──────── Extrait du document ────────

Elle est Iphigénie. Descendante de la lignée de Tantale, fille du roi Agamemnon, elle aurait dû être sacrifiée pour calmer la déesse Diane que son père a offensé. Dans un acte de bonté, cette dernière l’a sauvée in extremis en l’enveloppant d’un nuage et l’a envoyée en Tauride pour s’occuper de son temple. Douce, compatissante, elle a su charmer ses ouailles et notamment le roi Thoas. Séduit par ses belles paroles, il s’est laissé influencer et a accepté de renoncer au rite barbare qui consistait à égorger tous les voyageurs étrangers débarquant sur les côtes de cette île-royaume.

Homme velléitaire, imbu de son rang, il songe à épouser la belle prêtresse. Mais celle-ci se dérobe, alors il menace de rétablir les sacrifices. Afin de protéger son frère Oreste et son ami Pylade, tout juste arrivé sur l’île, Iphigénie doit choisir entre la trahison ou l’honnêteté. Refusant tout compromis, à la ruse et au mensonge, elle préfère la transparence. Dans un plaidoyer émouvant, profondément humaniste, elle livre son cœur et son âme au roi espérant sa compassion.

A l’écoute du monde qui l’entoure, Jean-Pierre Vincent a l’art d’adapter des classiques ayant une résonance toute particulière dans l’actualité. Après Don Juan et En attendant Godot, Iphigénie en Tauride n‘échappe pas à la règle. Alors que nos sociétés contemporaines se referment sur elles-mêmes, que mensonges et manipulations régissent les rapports humains, la poésie de Goethe, son regard bienveillant sur l’humanité et sa croyance inoxydable en l’homme, allument l’espoir dans nos cœurs.

──────── Données fournies ────────

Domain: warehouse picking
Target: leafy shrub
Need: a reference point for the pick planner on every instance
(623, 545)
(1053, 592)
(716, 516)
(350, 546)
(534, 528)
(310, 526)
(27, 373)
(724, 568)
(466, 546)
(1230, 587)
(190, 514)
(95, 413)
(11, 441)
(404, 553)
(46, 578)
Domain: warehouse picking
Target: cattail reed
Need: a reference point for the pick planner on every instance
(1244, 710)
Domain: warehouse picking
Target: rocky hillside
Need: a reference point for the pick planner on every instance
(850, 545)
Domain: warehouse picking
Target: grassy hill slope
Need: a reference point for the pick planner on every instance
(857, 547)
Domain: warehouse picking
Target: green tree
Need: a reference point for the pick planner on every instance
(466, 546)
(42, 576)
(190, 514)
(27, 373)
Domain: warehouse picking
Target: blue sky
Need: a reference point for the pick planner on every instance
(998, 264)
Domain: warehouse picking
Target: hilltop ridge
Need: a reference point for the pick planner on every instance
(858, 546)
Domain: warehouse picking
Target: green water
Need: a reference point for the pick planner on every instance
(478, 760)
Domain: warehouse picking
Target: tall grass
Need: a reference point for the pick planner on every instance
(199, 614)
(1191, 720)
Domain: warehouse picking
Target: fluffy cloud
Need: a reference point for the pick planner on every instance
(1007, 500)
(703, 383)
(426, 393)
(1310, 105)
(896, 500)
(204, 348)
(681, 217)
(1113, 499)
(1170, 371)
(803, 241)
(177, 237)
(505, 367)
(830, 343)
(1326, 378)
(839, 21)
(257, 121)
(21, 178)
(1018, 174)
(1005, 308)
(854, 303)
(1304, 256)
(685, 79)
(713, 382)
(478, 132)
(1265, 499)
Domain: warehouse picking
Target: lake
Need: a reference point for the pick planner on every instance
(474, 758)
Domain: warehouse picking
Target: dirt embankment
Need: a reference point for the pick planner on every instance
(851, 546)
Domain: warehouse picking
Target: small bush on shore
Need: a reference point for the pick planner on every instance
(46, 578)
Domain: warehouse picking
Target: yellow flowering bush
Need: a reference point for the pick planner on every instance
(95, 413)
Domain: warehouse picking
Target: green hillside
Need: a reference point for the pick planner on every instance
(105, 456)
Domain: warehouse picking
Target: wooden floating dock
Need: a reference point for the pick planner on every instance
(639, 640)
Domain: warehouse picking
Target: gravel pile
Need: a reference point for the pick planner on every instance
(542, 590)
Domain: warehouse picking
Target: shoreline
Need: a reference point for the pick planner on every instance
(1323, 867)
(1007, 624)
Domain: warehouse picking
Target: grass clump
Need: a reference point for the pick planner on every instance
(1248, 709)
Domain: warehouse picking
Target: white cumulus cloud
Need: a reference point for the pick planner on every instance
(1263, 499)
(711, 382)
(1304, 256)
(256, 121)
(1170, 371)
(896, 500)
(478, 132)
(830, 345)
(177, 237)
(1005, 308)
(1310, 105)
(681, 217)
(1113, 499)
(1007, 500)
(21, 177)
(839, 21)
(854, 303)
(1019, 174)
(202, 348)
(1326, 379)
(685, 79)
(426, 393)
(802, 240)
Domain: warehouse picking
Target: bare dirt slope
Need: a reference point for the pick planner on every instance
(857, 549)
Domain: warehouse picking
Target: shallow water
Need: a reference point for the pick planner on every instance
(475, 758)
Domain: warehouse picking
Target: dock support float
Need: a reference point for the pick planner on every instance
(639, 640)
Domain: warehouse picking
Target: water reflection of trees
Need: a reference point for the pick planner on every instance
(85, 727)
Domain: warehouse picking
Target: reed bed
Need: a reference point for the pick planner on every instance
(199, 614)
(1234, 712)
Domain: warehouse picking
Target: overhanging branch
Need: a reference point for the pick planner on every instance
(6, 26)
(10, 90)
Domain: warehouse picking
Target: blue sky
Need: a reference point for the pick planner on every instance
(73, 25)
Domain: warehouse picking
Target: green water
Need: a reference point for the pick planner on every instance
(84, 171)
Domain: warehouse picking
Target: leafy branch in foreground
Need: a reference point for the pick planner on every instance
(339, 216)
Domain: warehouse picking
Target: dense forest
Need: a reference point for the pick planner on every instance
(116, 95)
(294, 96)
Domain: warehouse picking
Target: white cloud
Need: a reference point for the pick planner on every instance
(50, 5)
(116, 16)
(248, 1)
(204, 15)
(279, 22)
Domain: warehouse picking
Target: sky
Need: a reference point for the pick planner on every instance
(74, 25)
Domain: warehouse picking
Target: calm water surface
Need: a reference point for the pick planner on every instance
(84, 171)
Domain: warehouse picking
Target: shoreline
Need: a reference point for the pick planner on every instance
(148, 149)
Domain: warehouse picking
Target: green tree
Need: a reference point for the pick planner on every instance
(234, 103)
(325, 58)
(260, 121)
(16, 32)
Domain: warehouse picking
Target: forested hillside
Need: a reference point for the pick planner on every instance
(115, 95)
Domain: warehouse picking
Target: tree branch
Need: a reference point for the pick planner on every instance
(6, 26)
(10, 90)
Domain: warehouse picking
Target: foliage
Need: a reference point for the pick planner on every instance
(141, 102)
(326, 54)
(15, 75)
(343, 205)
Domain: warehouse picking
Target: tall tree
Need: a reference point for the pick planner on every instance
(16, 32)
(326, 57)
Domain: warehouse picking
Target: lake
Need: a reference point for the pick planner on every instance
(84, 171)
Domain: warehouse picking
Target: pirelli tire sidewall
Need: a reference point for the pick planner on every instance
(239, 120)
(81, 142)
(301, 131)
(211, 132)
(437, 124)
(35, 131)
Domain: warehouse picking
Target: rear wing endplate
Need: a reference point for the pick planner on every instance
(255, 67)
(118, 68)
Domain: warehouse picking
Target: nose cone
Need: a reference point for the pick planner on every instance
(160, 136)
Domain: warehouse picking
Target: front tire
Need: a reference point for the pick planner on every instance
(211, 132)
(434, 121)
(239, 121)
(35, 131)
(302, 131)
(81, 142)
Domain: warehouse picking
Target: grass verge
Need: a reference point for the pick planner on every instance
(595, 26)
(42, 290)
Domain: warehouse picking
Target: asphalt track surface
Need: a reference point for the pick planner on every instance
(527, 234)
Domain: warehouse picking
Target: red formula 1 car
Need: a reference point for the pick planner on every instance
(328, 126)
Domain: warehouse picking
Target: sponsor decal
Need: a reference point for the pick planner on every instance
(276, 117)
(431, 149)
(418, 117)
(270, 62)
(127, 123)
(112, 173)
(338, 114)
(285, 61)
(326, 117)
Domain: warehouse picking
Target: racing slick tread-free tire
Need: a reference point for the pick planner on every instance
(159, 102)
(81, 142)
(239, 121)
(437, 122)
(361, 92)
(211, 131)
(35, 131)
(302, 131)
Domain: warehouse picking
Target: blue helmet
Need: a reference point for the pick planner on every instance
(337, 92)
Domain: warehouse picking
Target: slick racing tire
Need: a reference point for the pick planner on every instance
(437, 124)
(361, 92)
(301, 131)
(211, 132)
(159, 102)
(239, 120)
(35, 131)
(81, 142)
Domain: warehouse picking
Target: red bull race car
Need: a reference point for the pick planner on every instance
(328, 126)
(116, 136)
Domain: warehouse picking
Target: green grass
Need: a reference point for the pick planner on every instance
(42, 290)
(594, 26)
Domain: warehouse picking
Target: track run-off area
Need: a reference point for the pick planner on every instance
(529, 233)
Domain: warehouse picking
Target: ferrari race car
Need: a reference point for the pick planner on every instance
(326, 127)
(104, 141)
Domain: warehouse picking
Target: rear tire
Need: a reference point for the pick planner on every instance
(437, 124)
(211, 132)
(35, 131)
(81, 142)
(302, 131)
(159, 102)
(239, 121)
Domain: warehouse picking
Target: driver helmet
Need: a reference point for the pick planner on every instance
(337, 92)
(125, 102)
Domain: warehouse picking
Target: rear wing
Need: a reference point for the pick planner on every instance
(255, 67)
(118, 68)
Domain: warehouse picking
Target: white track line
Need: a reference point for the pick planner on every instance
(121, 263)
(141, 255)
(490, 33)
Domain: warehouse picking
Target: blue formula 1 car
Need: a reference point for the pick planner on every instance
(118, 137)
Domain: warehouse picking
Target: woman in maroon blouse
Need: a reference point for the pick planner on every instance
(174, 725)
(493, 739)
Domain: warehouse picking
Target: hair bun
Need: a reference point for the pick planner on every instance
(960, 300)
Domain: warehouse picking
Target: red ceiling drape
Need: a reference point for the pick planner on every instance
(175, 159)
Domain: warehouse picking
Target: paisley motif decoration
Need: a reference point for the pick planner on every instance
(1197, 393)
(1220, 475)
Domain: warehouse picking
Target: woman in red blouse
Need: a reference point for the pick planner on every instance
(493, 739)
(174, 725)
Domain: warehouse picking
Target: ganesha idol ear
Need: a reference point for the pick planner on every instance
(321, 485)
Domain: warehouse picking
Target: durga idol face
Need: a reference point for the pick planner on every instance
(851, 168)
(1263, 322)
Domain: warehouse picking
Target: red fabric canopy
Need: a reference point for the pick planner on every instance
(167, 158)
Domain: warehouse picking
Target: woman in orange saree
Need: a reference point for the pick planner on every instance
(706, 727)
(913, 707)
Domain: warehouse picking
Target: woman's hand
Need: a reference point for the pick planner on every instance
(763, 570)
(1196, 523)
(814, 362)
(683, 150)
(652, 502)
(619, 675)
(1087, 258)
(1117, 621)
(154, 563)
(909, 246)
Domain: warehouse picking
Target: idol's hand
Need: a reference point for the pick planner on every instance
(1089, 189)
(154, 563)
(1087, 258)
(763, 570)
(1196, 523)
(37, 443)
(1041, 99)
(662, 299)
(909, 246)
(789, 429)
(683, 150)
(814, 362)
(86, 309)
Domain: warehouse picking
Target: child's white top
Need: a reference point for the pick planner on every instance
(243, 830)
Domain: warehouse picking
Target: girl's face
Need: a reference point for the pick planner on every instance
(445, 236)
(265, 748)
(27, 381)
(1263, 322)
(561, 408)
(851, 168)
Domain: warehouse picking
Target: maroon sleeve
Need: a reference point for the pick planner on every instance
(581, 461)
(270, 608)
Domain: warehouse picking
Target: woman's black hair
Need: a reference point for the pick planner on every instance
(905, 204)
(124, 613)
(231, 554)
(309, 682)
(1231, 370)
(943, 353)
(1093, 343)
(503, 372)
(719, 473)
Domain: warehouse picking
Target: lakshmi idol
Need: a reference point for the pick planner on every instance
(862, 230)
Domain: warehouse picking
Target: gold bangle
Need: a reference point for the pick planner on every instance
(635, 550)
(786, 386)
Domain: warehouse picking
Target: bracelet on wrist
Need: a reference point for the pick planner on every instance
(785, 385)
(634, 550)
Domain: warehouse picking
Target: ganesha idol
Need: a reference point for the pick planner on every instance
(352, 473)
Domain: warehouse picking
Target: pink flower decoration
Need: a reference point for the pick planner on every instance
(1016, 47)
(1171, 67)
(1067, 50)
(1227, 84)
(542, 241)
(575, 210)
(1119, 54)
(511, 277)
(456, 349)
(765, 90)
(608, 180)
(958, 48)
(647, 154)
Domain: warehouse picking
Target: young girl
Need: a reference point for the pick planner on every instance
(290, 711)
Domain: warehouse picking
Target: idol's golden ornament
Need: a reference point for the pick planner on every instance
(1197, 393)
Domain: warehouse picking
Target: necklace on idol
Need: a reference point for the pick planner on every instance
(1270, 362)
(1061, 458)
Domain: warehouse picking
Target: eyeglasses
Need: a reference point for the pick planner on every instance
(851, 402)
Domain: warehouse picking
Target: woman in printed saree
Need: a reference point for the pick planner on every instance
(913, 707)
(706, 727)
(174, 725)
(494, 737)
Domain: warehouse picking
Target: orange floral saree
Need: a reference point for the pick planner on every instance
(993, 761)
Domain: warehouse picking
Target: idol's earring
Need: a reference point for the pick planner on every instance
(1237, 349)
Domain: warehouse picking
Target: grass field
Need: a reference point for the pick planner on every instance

────────

== Travail à faire ==
[a] Résumez en deux phrases le texte consacré à Iphigénie en Tauride.
[b] Poursuivez le texte consacré à Iphigénie en Tauride à partir de sa dernière phrase.

== Réponses successives ==
[a] Iphigénie, fille d'Agamemnon sauvée du sacrifice par Diane et envoyée en Tauride, a persuadé le roi Thoas de renoncer à égorger les voyageurs étrangers. Éconduit, le roi menace de rétablir les sacrifices, et Iphigénie choisit la transparence plutôt que la ruse pour protéger son frère Oreste et Pylade, dans une pièce de Goethe que Jean-Pierre Vincent adapte pour sa résonance avec l'actualité.

[b]
Iphigénie en Tauride : une mise en scène intense

Mixant adroitement les deux versions d’Iphigénie en Tauride, celle en vers, celle en prose, le metteur en scène, assisté de Bertrand Chartreux, signe un spectacle intense où chaque mot se détache magnifiquement comme une bulle de douceur et de pureté dans un monde brutal. Totalement conquis par l’onirisme de ce manifeste tant humaniste que féministe, on est désarçonné par le jeu grandiloquent et burlesque des comédiens. Forçant le trait de leurs personnages, exagérant certains de leurs gestes, ils obligent le spectateur à dissocier la belle parole de l’image. Cette étrange dichotomie empêche d’être totalement aspiré par la beauté du texte et nous laisse un peu sur notre faim. Dommage.

Iphigénie en Tauride de Goethe
Théâtre de la Ville – Théâtre des Abbesses
31, rue des Abbesses
75018 Paris
Jusqu’au 10 décembre 2016
Du mardi au samedi 20h30 et le dimanche 15h.
Durée 1h50

mise en scène de Jean-Pierre Vincent assisté de Frédérique Plain et Léa Chanceaulme
traduction de Bernard Chartreux et Eberhard Spreng
dramaturgie de Bernard Chartreux
décor de Jean-Paul Chambas assisté de Carole Metzner
costumes de Patrice Cauchetier
maquillage de Suzanne Pisteur
conception lumières de Benjamin Nesme
son de Benjamin Furbacco
avec Cécile Garcia Fogel, Vincent Dissez, Pierre François Garel, Thierry Paret, Alain Rimoux

( crédit photo : Raphaël Arnaud )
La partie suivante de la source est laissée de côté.